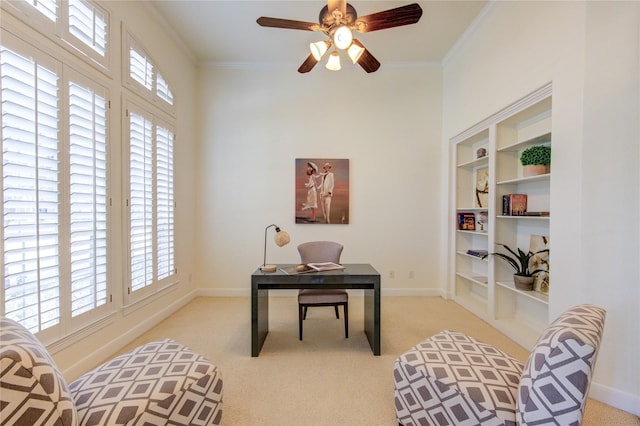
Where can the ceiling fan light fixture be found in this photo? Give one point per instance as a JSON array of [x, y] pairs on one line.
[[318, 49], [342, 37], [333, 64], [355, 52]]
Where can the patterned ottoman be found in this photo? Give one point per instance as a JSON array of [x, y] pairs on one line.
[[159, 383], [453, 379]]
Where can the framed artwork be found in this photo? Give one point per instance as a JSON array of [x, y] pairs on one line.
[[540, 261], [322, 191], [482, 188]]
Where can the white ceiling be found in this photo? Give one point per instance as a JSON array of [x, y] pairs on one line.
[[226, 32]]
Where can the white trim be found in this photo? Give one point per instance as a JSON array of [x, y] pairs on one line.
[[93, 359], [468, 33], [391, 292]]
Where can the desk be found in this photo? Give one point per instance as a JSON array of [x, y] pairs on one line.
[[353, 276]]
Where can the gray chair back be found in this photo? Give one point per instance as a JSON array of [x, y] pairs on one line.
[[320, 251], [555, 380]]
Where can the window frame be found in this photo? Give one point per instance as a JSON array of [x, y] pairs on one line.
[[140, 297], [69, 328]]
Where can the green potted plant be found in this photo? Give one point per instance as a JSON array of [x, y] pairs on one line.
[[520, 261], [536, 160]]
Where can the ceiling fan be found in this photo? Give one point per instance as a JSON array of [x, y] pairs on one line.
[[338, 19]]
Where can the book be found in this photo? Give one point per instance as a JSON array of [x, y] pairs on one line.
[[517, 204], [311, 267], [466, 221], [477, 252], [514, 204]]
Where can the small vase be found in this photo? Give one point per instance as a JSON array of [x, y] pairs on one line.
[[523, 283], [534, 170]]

================

* Problem description *
Reproduce all the data above, replacing every "one point per instance" with "one point for each instance" and changing nothing else. Leave the pictures out.

* Exercise answer *
Where can the ceiling fan light fixture be found in this photo? Give one point for each instance as a JSON array of [x, y] pairs on one line.
[[318, 49], [342, 37], [333, 64], [355, 52]]
Where can the patterned ottoman be found in this photo? Give one point for each instance as a JSON array of [x, y] pairs on one line.
[[159, 383], [453, 379]]
Where can the framed artwork be found in this photo? Give one point for each instance as a JSON array of [x, y] pairs on one line.
[[540, 261], [322, 191], [482, 188]]
Where can the white ceiling be found in this photo? Give one point for each instance as a JSON array of [x, y] pairs on one line.
[[226, 32]]
Where can the white trim be found in this photo? Give one point for each instance as a JSON array of [x, y] pairs on one line.
[[93, 359], [468, 33], [391, 292]]
Where can the desk be found in this photo? Give one point for each instance as a JSON array of [x, y] pairs on one line.
[[353, 276]]
Where can the gray chair back be found in this photo? Give one point for each instance as a JSON array of [x, y] pairs on one line.
[[320, 251], [555, 380]]
Where can the window frame be found in this photo? Give one point for each instance as a JSON array of [x, y] pairs on one line.
[[140, 297], [69, 328]]
Where can the green potted plant be found in this photo? Give one point for each instance as a JSON array of [x, y] pairs on one line.
[[520, 261], [536, 160]]
Where can the ceiling fan be found in this photo? Give one point for each instance as a JSON array of [x, y] pairs on one line.
[[338, 19]]
Where can the book be found in this photo? Give one point for each instance as a JSON array of [x, y] pairs on one line.
[[517, 204], [311, 267], [466, 221], [477, 252], [514, 204]]
Where can the small vase be found in this photo? Give one point for each instance as a JSON array of [x, y] pairs on one line.
[[523, 283], [534, 170]]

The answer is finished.